- **Text section**:
Matthias Odisio · Answer 2 · 2013-03-27T14:23:05.300

At his request, this is how I would edit @belisarius's answers (using 9.0.1):

l = {"https://i.stack.imgur.com/t95sV.jpg", 
     "https://i.stack.imgur.com/MVP47.jpg",
     "https://i.stack.imgur.com/QpiLb.jpg",
     "https://i.stack.imgur.com/pHHZ4.jpg",
     "https://i.stack.imgur.com/wlFpH.jpg",
     "https://i.stack.imgur.com/x7YO9.jpg",
     "https://i.stack.imgur.com/zCHSm.jpg"};

i = ImageResize[Import@#, 500] & /@ l;
i1 = Flatten[ColorSeparate[#, "Saturation"] & /@ i];
ie1 = EdgeDetect[#, 6, .04] & /@ i1;
dc1 = DeleteSmallComponents[#, 100] & /@ ie1;
lines1 = ImageLines[#, 0, .2, MaxFeatures -> 4] & /@ dc1;

Show[#[[1]], Graphics[{Thick, Red, Line /@ #[[2]]}], ImageSize -> 100] & /@ Transpose[{i, lines1}]

enter image description here

It still looks a bit fragile though. With grayscale images, the saturation channel is black. In these cases (ImageMeasurements[saturation, "Max"] == 0.), one just goes ahead using the actual image, not the saturation map.

- **Information provided**:
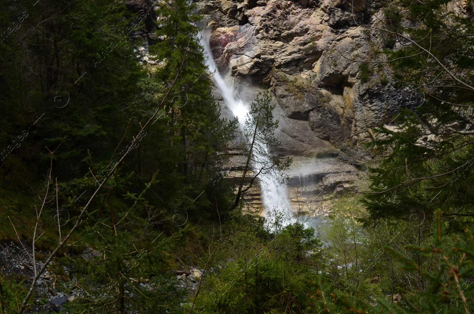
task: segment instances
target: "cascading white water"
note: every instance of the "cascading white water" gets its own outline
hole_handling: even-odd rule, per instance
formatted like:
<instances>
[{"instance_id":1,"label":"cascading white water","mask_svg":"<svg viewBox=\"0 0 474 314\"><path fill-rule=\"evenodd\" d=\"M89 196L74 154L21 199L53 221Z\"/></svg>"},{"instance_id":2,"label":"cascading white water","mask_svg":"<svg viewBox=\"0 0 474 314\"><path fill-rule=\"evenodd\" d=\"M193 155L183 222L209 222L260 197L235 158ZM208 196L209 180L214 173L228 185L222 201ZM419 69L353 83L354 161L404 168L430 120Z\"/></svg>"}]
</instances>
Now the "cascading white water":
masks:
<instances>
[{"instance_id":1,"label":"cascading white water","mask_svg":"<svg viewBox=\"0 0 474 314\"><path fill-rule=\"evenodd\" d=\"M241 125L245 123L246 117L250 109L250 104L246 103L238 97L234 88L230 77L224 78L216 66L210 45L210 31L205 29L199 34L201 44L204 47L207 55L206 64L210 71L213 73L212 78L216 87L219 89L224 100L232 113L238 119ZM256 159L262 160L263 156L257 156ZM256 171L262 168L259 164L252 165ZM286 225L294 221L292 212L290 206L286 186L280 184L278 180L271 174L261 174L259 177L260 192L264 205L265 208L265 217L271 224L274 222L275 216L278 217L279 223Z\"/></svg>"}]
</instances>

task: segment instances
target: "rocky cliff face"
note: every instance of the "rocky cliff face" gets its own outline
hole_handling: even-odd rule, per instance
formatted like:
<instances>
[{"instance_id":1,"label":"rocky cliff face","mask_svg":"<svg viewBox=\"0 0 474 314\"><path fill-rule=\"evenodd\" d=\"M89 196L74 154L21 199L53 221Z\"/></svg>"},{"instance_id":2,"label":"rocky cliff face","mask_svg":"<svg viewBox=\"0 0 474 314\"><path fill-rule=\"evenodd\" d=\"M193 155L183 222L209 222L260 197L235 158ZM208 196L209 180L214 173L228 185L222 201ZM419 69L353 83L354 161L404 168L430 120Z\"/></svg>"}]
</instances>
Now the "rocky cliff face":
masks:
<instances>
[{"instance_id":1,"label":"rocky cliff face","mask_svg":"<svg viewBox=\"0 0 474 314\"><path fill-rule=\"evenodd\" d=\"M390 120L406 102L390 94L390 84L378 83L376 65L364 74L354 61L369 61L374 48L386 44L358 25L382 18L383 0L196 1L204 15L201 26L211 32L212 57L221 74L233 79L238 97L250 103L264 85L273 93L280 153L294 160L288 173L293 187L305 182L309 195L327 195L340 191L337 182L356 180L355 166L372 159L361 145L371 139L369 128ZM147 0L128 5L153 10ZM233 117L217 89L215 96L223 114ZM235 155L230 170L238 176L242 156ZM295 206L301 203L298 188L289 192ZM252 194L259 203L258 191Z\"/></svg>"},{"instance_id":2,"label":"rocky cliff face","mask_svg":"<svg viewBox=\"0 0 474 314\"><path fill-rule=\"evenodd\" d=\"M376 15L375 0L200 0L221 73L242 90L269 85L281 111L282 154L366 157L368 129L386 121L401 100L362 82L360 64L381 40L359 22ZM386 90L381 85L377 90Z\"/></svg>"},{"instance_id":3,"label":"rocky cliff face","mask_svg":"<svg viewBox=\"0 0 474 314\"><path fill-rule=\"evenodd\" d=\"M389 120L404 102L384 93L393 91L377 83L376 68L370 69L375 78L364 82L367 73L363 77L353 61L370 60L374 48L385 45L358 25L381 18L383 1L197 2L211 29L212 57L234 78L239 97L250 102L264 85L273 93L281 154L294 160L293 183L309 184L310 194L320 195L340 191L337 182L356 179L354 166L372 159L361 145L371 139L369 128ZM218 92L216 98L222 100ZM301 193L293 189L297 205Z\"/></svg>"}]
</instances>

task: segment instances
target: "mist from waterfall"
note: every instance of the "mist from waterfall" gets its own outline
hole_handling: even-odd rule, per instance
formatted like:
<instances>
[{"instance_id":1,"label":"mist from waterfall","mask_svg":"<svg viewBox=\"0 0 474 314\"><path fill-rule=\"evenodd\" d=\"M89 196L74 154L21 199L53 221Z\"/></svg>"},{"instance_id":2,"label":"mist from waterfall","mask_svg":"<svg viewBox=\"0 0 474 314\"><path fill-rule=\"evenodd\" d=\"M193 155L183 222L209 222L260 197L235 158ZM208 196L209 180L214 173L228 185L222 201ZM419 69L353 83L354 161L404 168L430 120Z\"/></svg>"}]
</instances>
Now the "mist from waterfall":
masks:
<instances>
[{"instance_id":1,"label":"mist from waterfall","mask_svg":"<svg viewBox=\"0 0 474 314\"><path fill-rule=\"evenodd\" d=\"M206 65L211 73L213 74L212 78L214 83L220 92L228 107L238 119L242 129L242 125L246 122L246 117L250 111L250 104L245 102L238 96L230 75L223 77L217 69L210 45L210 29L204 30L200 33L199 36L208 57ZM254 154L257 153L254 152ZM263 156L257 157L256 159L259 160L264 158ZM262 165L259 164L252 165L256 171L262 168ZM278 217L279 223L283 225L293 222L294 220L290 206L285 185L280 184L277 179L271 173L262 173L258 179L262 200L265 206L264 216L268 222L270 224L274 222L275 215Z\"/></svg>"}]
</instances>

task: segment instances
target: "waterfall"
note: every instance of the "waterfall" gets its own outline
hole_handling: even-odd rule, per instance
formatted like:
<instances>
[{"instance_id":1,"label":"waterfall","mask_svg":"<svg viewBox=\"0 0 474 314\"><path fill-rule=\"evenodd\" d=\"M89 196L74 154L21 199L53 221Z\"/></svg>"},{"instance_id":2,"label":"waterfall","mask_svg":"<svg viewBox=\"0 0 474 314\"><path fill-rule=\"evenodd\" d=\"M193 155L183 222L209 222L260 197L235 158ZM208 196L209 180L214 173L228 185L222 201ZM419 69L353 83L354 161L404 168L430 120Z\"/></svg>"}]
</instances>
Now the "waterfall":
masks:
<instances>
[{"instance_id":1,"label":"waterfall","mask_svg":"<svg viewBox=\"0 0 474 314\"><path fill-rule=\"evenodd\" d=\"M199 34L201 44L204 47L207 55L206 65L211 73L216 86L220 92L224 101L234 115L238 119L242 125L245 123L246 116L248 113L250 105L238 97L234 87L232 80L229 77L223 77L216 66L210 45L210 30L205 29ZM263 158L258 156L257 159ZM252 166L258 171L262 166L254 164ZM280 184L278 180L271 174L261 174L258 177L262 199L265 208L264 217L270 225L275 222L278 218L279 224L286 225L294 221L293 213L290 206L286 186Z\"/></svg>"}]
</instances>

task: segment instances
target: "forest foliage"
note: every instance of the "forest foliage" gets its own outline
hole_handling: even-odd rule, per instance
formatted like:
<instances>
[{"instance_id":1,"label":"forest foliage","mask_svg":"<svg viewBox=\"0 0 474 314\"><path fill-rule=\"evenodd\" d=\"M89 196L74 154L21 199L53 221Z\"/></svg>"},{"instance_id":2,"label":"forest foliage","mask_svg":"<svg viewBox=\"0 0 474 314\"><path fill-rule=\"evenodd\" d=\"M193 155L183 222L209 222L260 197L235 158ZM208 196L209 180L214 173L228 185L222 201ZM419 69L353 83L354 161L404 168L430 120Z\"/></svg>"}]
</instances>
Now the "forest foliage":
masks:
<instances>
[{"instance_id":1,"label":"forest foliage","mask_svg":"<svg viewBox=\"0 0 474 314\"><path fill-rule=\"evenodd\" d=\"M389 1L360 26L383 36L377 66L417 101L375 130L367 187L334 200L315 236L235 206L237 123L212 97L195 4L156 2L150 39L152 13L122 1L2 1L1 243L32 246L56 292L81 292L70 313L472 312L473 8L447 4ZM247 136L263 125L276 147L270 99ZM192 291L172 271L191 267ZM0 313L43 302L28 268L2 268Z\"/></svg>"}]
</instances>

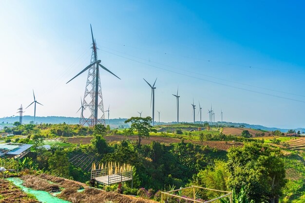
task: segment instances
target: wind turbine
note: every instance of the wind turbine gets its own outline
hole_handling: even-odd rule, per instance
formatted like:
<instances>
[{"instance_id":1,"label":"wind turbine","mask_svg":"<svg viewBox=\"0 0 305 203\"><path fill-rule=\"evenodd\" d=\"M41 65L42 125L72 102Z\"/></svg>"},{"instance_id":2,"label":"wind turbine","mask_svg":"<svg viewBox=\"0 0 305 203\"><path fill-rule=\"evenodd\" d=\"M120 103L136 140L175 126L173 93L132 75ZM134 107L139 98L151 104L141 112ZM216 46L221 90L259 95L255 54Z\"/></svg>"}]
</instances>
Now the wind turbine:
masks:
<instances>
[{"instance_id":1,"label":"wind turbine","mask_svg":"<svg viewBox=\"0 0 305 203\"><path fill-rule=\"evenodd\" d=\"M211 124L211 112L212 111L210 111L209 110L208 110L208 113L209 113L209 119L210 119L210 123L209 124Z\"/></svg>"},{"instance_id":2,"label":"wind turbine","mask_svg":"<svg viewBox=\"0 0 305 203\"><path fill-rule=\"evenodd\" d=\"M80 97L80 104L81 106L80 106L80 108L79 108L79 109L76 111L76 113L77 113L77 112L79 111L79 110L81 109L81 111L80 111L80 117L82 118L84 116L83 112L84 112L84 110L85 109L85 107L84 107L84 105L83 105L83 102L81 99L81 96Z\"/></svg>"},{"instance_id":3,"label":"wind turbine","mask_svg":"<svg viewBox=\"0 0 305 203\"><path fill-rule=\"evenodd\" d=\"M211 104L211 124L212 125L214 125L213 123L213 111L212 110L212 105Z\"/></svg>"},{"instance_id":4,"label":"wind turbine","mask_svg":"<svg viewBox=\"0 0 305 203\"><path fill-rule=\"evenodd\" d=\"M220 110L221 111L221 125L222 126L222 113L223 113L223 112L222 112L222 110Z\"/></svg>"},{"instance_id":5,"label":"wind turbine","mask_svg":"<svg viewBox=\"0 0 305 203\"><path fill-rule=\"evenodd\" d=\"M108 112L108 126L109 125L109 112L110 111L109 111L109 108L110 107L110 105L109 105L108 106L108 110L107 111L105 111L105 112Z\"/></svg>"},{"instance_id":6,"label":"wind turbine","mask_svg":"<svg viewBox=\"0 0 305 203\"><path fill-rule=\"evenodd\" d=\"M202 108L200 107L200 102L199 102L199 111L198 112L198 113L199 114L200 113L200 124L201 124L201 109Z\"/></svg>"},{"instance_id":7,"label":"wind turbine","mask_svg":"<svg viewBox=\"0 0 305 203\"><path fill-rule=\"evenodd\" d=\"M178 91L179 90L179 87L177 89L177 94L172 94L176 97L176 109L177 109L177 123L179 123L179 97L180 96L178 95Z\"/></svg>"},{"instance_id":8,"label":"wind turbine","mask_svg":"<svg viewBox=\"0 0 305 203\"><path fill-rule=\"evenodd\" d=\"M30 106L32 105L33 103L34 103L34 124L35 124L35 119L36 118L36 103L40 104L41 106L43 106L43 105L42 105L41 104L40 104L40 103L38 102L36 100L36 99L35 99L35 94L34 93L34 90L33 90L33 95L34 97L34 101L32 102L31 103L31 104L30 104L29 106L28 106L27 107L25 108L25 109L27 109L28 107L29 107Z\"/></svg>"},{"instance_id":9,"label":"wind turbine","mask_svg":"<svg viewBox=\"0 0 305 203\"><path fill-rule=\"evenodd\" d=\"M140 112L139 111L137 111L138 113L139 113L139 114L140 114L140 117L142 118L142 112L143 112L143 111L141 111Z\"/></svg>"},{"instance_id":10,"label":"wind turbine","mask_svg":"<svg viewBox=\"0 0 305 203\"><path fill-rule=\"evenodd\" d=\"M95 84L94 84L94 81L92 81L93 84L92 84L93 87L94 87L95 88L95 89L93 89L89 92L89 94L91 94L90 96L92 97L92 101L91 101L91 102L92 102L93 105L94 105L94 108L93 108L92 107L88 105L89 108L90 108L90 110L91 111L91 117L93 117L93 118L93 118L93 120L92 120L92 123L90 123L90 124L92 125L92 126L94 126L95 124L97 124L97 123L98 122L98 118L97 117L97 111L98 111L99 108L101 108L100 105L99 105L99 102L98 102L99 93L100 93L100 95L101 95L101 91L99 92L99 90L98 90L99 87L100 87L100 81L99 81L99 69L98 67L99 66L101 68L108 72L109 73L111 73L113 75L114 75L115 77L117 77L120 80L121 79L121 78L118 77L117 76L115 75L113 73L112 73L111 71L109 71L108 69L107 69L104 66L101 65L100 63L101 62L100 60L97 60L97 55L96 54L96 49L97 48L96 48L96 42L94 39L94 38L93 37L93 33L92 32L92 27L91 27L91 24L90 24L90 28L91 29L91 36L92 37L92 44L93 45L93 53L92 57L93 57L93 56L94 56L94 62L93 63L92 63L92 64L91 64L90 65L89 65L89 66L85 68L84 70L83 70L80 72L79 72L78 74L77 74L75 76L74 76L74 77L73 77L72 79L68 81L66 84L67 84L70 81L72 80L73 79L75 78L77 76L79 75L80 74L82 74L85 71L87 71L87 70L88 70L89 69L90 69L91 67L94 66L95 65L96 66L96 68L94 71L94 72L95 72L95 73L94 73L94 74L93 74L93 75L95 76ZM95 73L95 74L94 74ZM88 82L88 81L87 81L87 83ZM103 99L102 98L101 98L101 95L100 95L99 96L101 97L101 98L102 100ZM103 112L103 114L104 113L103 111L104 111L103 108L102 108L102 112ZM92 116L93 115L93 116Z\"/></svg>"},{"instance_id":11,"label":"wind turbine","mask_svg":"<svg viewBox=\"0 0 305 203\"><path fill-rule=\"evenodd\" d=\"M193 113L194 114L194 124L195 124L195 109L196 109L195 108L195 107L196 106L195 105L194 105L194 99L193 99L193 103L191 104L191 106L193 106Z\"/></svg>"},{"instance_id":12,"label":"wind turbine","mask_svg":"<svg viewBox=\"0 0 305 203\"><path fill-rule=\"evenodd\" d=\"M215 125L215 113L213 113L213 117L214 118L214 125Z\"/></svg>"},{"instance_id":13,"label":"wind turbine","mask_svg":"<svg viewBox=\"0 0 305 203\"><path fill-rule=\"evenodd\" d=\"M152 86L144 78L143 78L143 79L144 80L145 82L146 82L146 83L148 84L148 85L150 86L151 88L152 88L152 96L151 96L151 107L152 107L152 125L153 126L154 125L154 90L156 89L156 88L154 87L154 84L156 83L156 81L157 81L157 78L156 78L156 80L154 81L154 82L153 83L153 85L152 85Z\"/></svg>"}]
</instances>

- **Task goal**: Write out the whole forum answer above word for word, code lines included.

- **Solution for this problem**:
Matthias Odisio · Answer 2 · 2013-03-27T14:23:05.300

At his request, this is how I would edit @belisarius's answers (using 9.0.1):

l = {"https://i.stack.imgur.com/t95sV.jpg", 
     "https://i.stack.imgur.com/MVP47.jpg",
     "https://i.stack.imgur.com/QpiLb.jpg",
     "https://i.stack.imgur.com/pHHZ4.jpg",
     "https://i.stack.imgur.com/wlFpH.jpg",
     "https://i.stack.imgur.com/x7YO9.jpg",
     "https://i.stack.imgur.com/zCHSm.jpg"};

i = ImageResize[Import@#, 500] & /@ l;
i1 = Flatten[ColorSeparate[#, "Saturation"] & /@ i];
ie1 = EdgeDetect[#, 6, .04] & /@ i1;
dc1 = DeleteSmallComponents[#, 100] & /@ ie1;
lines1 = ImageLines[#, 0, .2, MaxFeatures -> 4] & /@ dc1;

Show[#[[1]], Graphics[{Thick, Red, Line /@ #[[2]]}], ImageSize -> 100] & /@ Transpose[{i, lines1}]

enter image description here

It still looks a bit fragile though. With grayscale images, the saturation channel is black. In these cases (ImageMeasurements[saturation, "Max"] == 0.), one just goes ahead using the actual image, not the saturation map.